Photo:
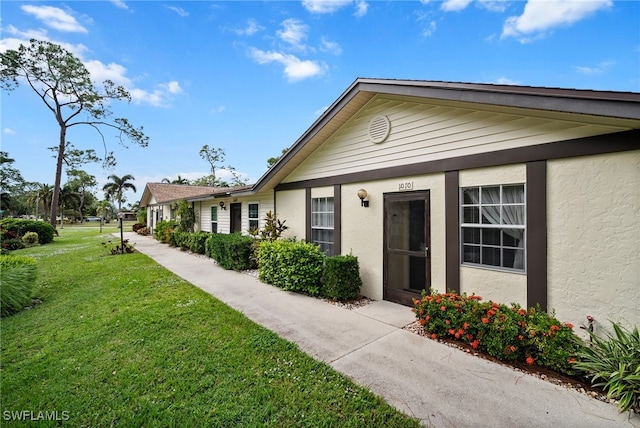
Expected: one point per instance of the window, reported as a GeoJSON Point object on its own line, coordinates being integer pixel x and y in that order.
{"type": "Point", "coordinates": [253, 216]}
{"type": "Point", "coordinates": [493, 226]}
{"type": "Point", "coordinates": [322, 224]}
{"type": "Point", "coordinates": [214, 219]}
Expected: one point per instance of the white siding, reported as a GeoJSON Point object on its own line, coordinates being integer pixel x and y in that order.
{"type": "Point", "coordinates": [423, 132]}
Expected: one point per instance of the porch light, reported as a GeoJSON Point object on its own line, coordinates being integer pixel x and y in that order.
{"type": "Point", "coordinates": [362, 194]}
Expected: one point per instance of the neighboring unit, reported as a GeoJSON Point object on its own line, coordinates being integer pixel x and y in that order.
{"type": "Point", "coordinates": [518, 194]}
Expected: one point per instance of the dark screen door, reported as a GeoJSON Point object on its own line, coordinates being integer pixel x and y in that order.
{"type": "Point", "coordinates": [236, 218]}
{"type": "Point", "coordinates": [407, 270]}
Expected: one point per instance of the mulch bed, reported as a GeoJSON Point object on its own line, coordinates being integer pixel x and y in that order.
{"type": "Point", "coordinates": [575, 383]}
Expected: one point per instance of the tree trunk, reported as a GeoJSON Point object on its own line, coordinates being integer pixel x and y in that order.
{"type": "Point", "coordinates": [56, 187]}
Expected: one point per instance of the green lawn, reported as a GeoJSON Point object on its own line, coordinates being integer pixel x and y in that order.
{"type": "Point", "coordinates": [121, 341]}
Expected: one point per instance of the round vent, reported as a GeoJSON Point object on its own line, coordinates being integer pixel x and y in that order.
{"type": "Point", "coordinates": [379, 129]}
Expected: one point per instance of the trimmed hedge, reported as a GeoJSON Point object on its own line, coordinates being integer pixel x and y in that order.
{"type": "Point", "coordinates": [231, 251]}
{"type": "Point", "coordinates": [164, 232]}
{"type": "Point", "coordinates": [341, 279]}
{"type": "Point", "coordinates": [21, 226]}
{"type": "Point", "coordinates": [294, 266]}
{"type": "Point", "coordinates": [17, 278]}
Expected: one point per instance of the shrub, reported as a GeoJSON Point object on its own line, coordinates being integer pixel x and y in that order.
{"type": "Point", "coordinates": [341, 279]}
{"type": "Point", "coordinates": [181, 239]}
{"type": "Point", "coordinates": [231, 251]}
{"type": "Point", "coordinates": [197, 242]}
{"type": "Point", "coordinates": [614, 364]}
{"type": "Point", "coordinates": [164, 232]}
{"type": "Point", "coordinates": [17, 278]}
{"type": "Point", "coordinates": [20, 226]}
{"type": "Point", "coordinates": [30, 238]}
{"type": "Point", "coordinates": [295, 266]}
{"type": "Point", "coordinates": [506, 333]}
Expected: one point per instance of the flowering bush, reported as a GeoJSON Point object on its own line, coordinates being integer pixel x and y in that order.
{"type": "Point", "coordinates": [504, 332]}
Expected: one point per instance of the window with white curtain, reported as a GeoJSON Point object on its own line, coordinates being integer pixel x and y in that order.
{"type": "Point", "coordinates": [253, 216]}
{"type": "Point", "coordinates": [492, 226]}
{"type": "Point", "coordinates": [322, 224]}
{"type": "Point", "coordinates": [214, 219]}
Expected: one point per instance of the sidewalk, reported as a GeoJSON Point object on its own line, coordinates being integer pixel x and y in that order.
{"type": "Point", "coordinates": [440, 385]}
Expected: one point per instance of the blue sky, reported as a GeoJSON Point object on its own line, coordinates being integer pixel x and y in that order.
{"type": "Point", "coordinates": [251, 77]}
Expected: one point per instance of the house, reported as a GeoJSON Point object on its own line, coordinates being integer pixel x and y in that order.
{"type": "Point", "coordinates": [518, 194]}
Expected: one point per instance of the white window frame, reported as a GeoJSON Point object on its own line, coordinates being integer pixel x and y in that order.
{"type": "Point", "coordinates": [322, 223]}
{"type": "Point", "coordinates": [481, 218]}
{"type": "Point", "coordinates": [255, 219]}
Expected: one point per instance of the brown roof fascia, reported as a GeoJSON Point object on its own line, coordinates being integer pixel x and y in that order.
{"type": "Point", "coordinates": [624, 105]}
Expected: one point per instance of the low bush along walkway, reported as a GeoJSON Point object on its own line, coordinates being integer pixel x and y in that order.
{"type": "Point", "coordinates": [532, 336]}
{"type": "Point", "coordinates": [120, 341]}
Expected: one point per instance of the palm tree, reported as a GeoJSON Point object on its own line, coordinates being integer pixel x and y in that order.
{"type": "Point", "coordinates": [117, 186]}
{"type": "Point", "coordinates": [103, 209]}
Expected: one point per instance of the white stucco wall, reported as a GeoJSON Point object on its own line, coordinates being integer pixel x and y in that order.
{"type": "Point", "coordinates": [491, 284]}
{"type": "Point", "coordinates": [593, 205]}
{"type": "Point", "coordinates": [362, 228]}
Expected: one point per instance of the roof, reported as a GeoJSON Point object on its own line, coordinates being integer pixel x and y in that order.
{"type": "Point", "coordinates": [607, 105]}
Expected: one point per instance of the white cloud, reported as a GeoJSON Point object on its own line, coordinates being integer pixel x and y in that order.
{"type": "Point", "coordinates": [540, 16]}
{"type": "Point", "coordinates": [429, 29]}
{"type": "Point", "coordinates": [251, 28]}
{"type": "Point", "coordinates": [294, 32]}
{"type": "Point", "coordinates": [294, 68]}
{"type": "Point", "coordinates": [55, 18]}
{"type": "Point", "coordinates": [327, 45]}
{"type": "Point", "coordinates": [493, 5]}
{"type": "Point", "coordinates": [326, 6]}
{"type": "Point", "coordinates": [120, 3]}
{"type": "Point", "coordinates": [361, 8]}
{"type": "Point", "coordinates": [598, 69]}
{"type": "Point", "coordinates": [180, 11]}
{"type": "Point", "coordinates": [454, 5]}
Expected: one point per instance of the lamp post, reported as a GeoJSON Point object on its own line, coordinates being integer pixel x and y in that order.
{"type": "Point", "coordinates": [120, 217]}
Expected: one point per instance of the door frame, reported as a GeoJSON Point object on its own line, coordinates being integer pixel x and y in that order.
{"type": "Point", "coordinates": [395, 295]}
{"type": "Point", "coordinates": [233, 209]}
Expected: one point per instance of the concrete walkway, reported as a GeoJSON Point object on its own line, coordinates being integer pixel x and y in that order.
{"type": "Point", "coordinates": [440, 385]}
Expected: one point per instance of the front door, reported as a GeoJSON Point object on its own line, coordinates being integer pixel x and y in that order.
{"type": "Point", "coordinates": [407, 270]}
{"type": "Point", "coordinates": [236, 218]}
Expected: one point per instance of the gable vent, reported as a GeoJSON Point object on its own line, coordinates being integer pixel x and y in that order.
{"type": "Point", "coordinates": [379, 129]}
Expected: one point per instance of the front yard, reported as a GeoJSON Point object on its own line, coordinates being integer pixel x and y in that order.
{"type": "Point", "coordinates": [121, 341]}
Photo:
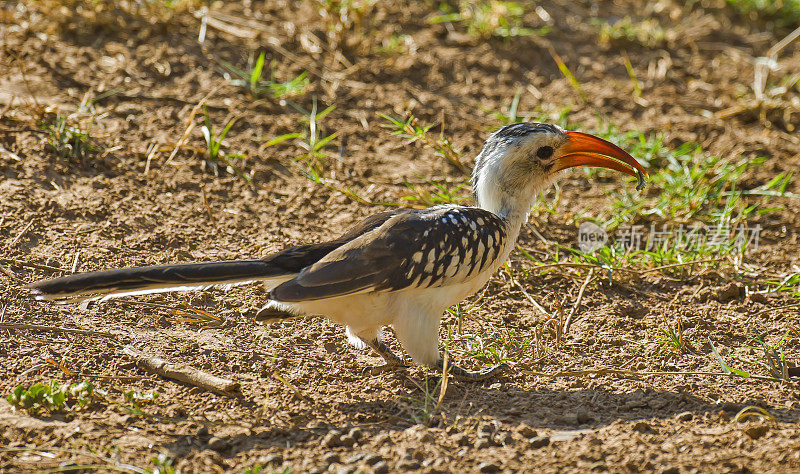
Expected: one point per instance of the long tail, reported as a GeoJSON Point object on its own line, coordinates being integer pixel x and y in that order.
{"type": "Point", "coordinates": [156, 279]}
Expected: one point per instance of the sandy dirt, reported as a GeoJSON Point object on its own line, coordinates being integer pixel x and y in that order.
{"type": "Point", "coordinates": [304, 405]}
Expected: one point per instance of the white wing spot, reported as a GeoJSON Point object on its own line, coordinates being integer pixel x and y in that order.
{"type": "Point", "coordinates": [452, 269]}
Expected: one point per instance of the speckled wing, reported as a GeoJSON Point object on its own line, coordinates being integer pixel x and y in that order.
{"type": "Point", "coordinates": [433, 247]}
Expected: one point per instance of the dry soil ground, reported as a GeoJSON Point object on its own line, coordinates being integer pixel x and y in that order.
{"type": "Point", "coordinates": [132, 76]}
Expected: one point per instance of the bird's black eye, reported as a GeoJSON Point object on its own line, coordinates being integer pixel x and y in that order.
{"type": "Point", "coordinates": [544, 152]}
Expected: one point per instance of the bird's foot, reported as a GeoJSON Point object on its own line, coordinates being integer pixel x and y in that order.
{"type": "Point", "coordinates": [460, 373]}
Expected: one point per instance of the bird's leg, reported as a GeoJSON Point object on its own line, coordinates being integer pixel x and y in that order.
{"type": "Point", "coordinates": [393, 361]}
{"type": "Point", "coordinates": [460, 373]}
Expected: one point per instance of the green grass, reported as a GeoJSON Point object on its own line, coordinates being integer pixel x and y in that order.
{"type": "Point", "coordinates": [647, 32]}
{"type": "Point", "coordinates": [672, 335]}
{"type": "Point", "coordinates": [251, 80]}
{"type": "Point", "coordinates": [69, 142]}
{"type": "Point", "coordinates": [494, 347]}
{"type": "Point", "coordinates": [785, 13]}
{"type": "Point", "coordinates": [412, 130]}
{"type": "Point", "coordinates": [772, 354]}
{"type": "Point", "coordinates": [311, 140]}
{"type": "Point", "coordinates": [53, 397]}
{"type": "Point", "coordinates": [484, 19]}
{"type": "Point", "coordinates": [216, 156]}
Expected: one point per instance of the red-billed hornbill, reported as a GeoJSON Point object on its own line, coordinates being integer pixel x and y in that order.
{"type": "Point", "coordinates": [402, 267]}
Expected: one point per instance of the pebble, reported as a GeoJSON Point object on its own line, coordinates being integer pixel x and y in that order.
{"type": "Point", "coordinates": [756, 432]}
{"type": "Point", "coordinates": [354, 458]}
{"type": "Point", "coordinates": [462, 439]}
{"type": "Point", "coordinates": [217, 444]}
{"type": "Point", "coordinates": [273, 459]}
{"type": "Point", "coordinates": [539, 442]}
{"type": "Point", "coordinates": [526, 431]}
{"type": "Point", "coordinates": [408, 465]}
{"type": "Point", "coordinates": [356, 433]}
{"type": "Point", "coordinates": [643, 427]}
{"type": "Point", "coordinates": [332, 439]}
{"type": "Point", "coordinates": [503, 439]}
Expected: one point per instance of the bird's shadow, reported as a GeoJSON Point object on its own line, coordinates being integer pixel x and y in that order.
{"type": "Point", "coordinates": [572, 410]}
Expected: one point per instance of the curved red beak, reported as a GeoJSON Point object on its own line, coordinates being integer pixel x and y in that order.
{"type": "Point", "coordinates": [583, 149]}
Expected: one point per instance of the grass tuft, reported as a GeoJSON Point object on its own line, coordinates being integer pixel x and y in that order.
{"type": "Point", "coordinates": [69, 142]}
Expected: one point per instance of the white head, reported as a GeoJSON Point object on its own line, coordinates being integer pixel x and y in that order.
{"type": "Point", "coordinates": [520, 159]}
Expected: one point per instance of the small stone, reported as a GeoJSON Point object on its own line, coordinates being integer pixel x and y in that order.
{"type": "Point", "coordinates": [583, 416]}
{"type": "Point", "coordinates": [354, 458]}
{"type": "Point", "coordinates": [503, 439]}
{"type": "Point", "coordinates": [758, 298]}
{"type": "Point", "coordinates": [729, 292]}
{"type": "Point", "coordinates": [482, 443]}
{"type": "Point", "coordinates": [408, 465]}
{"type": "Point", "coordinates": [356, 433]}
{"type": "Point", "coordinates": [526, 431]}
{"type": "Point", "coordinates": [539, 442]}
{"type": "Point", "coordinates": [332, 440]}
{"type": "Point", "coordinates": [217, 444]}
{"type": "Point", "coordinates": [488, 428]}
{"type": "Point", "coordinates": [755, 432]}
{"type": "Point", "coordinates": [462, 439]}
{"type": "Point", "coordinates": [380, 468]}
{"type": "Point", "coordinates": [643, 427]}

→ **Task directions**: Begin with the line that contains "Expected: one point per instance of the curved" and end with the last line of the records; set down every line in that span exactly, and nothing else.

→ **Answer for the task**:
Expected: one point per instance of the curved red beak, reported as a GeoJSON Point object on its own line, coordinates being integer pixel x and y in that order.
{"type": "Point", "coordinates": [583, 149]}
Expected: one point per instance of the grass tuft, reported as a GeoJSON Point object on its own line, coordinates being integer pixel x and y in that order.
{"type": "Point", "coordinates": [69, 142]}
Expected: one point per instance of the white head, reported as a GeoJSON Point object on its own line, coordinates being integer pixel x and y in that order.
{"type": "Point", "coordinates": [520, 159]}
Expected: one point per instance of the small stone, reported as a GeoJSON Point object on its own line, coordinates being integer pixel x and y in that order.
{"type": "Point", "coordinates": [583, 416]}
{"type": "Point", "coordinates": [354, 458]}
{"type": "Point", "coordinates": [503, 439]}
{"type": "Point", "coordinates": [758, 298]}
{"type": "Point", "coordinates": [729, 292]}
{"type": "Point", "coordinates": [482, 443]}
{"type": "Point", "coordinates": [408, 465]}
{"type": "Point", "coordinates": [356, 433]}
{"type": "Point", "coordinates": [526, 431]}
{"type": "Point", "coordinates": [539, 442]}
{"type": "Point", "coordinates": [332, 440]}
{"type": "Point", "coordinates": [217, 444]}
{"type": "Point", "coordinates": [488, 428]}
{"type": "Point", "coordinates": [755, 432]}
{"type": "Point", "coordinates": [462, 439]}
{"type": "Point", "coordinates": [380, 468]}
{"type": "Point", "coordinates": [643, 427]}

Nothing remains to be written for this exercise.